┌─ Entries

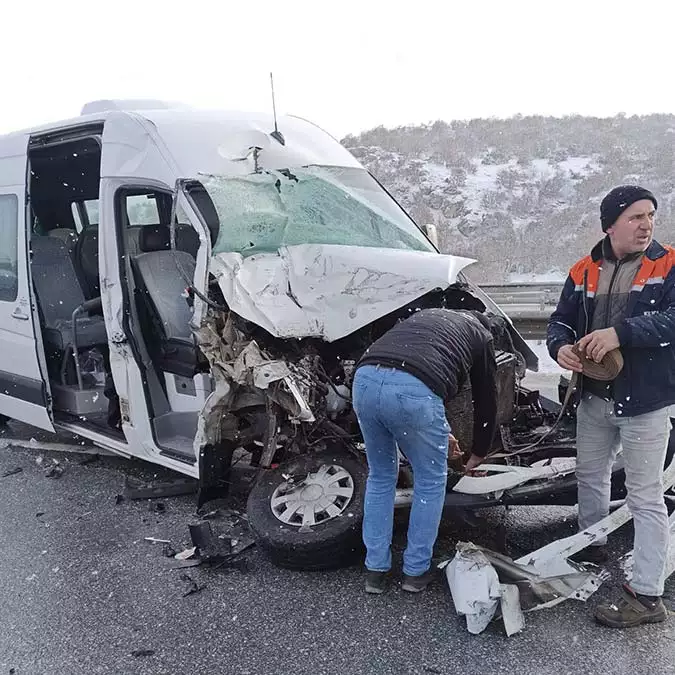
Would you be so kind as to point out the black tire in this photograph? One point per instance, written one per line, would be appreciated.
(329, 545)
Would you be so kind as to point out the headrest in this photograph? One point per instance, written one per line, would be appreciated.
(154, 238)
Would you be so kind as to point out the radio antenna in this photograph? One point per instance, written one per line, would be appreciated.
(276, 134)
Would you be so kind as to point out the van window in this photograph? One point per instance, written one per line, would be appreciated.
(142, 210)
(9, 235)
(91, 206)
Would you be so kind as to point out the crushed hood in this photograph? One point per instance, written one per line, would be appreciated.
(328, 291)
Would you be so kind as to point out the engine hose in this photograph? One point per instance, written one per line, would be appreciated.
(608, 368)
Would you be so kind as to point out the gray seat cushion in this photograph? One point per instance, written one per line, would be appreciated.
(59, 293)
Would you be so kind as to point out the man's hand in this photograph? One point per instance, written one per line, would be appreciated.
(598, 343)
(473, 462)
(454, 450)
(568, 360)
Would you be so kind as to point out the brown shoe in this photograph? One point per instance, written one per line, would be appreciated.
(631, 610)
(598, 555)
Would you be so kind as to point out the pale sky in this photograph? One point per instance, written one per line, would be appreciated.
(346, 65)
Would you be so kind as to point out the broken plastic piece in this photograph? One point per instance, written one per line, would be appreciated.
(194, 587)
(137, 490)
(474, 586)
(187, 553)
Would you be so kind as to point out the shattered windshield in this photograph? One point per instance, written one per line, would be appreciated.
(313, 205)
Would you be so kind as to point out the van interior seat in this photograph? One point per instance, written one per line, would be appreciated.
(59, 293)
(160, 277)
(66, 234)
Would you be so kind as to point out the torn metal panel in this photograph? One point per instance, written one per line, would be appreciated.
(480, 580)
(540, 592)
(474, 586)
(509, 476)
(551, 559)
(328, 291)
(243, 376)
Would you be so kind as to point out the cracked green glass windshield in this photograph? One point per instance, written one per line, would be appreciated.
(313, 205)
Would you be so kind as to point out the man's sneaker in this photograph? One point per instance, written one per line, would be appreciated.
(631, 610)
(419, 583)
(376, 582)
(598, 555)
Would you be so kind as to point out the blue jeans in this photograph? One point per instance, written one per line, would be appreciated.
(395, 408)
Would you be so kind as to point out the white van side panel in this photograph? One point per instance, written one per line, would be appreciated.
(24, 390)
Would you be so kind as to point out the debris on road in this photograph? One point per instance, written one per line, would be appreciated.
(137, 653)
(476, 589)
(82, 448)
(89, 459)
(480, 579)
(169, 551)
(194, 587)
(187, 553)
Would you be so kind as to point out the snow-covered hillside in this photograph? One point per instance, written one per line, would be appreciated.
(521, 195)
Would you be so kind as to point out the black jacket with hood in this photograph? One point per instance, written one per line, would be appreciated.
(442, 348)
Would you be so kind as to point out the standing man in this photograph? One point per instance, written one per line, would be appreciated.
(399, 392)
(623, 296)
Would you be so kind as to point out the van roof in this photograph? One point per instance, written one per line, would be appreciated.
(101, 110)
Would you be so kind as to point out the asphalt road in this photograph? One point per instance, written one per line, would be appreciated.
(82, 591)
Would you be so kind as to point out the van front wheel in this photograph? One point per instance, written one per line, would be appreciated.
(307, 513)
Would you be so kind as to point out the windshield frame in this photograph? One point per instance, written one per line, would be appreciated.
(396, 229)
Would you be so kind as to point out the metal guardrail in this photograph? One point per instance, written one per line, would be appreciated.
(528, 305)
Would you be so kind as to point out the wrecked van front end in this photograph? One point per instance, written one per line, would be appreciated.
(310, 267)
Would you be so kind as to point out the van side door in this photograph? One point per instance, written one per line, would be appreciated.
(24, 388)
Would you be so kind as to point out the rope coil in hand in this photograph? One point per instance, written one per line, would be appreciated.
(609, 367)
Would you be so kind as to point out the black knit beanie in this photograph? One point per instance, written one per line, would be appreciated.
(618, 200)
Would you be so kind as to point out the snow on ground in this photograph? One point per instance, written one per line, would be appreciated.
(548, 377)
(546, 363)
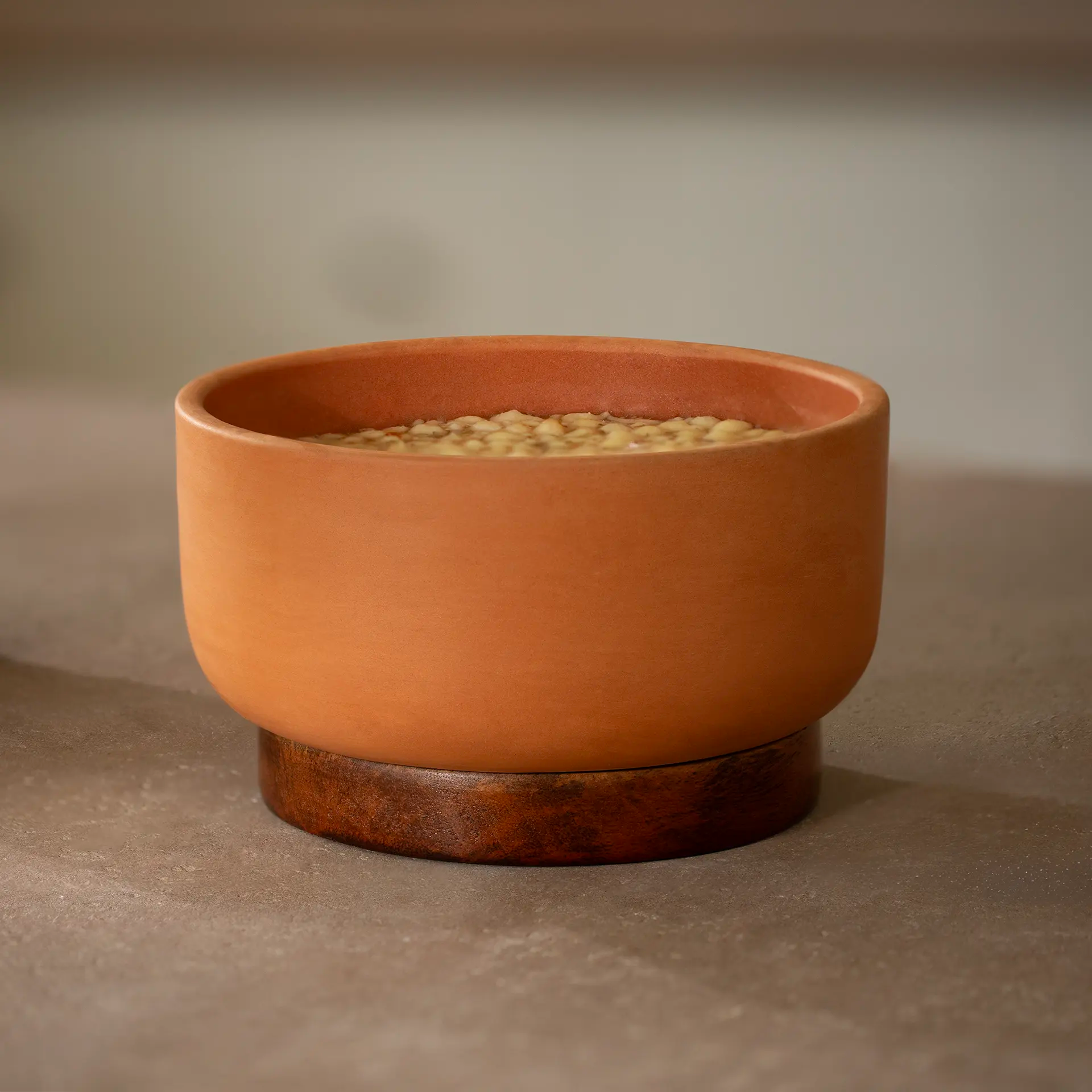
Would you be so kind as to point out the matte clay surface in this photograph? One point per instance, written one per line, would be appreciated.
(603, 817)
(926, 928)
(531, 615)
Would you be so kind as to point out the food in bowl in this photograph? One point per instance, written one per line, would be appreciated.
(517, 434)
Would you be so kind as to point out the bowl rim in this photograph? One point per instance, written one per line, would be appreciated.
(189, 402)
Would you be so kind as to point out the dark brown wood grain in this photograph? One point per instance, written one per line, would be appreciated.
(585, 818)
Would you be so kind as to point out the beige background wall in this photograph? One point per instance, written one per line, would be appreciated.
(933, 232)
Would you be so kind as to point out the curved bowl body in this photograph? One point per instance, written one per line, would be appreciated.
(531, 614)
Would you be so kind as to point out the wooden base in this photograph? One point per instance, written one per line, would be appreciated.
(588, 818)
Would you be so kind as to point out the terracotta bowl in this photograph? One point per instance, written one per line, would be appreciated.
(594, 613)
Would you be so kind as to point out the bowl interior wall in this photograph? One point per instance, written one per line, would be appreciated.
(343, 394)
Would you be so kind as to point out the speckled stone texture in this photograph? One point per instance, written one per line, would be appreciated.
(928, 928)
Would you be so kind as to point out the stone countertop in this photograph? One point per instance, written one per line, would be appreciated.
(928, 928)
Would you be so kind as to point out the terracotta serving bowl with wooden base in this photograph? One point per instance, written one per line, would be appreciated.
(534, 661)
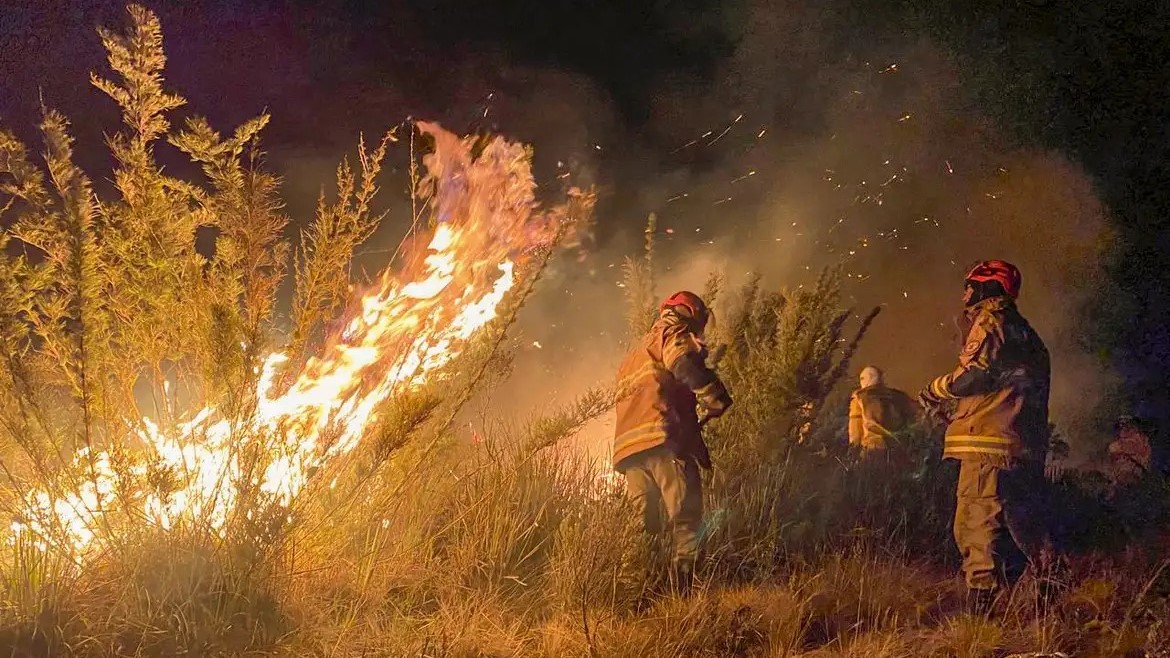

└─

Task statement: Please pick out and copy every line of the rows above that contains the string "hand". Case counts.

Result:
Would you be so kind as to point out the man's hand in this photograph? One point per instance, written one per line, would be appreciated.
Would you be so kind as to point out the rope coil in hand in this photograph? One point per instance, written one per line, would be appreciated.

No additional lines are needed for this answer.